Stored data entries:
%%
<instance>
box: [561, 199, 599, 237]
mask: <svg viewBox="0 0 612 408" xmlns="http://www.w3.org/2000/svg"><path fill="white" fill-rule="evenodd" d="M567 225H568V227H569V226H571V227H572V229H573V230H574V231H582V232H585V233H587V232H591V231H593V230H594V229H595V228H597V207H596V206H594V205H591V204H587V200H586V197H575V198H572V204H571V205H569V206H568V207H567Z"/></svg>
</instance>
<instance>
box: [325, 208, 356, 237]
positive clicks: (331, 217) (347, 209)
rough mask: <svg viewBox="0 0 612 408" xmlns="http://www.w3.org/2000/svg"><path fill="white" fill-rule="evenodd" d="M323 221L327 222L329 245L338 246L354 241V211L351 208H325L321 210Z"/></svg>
%%
• _Work task_: For this exercise, repeat the data above exactly.

• _Response_:
<instance>
box: [561, 199, 599, 237]
mask: <svg viewBox="0 0 612 408" xmlns="http://www.w3.org/2000/svg"><path fill="white" fill-rule="evenodd" d="M567 225H568V227H569V226H571V227H572V229H573V230H574V231H582V232H585V233H587V232H591V231H593V230H594V229H595V228H597V207H596V206H594V205H591V204H587V200H586V197H575V198H572V204H571V205H569V206H568V207H567Z"/></svg>
</instance>
<instance>
box: [325, 208, 356, 237]
positive clicks: (331, 217) (347, 209)
rough mask: <svg viewBox="0 0 612 408" xmlns="http://www.w3.org/2000/svg"><path fill="white" fill-rule="evenodd" d="M323 221L327 222L329 245L338 246L354 241V211L351 208H325L321 210Z"/></svg>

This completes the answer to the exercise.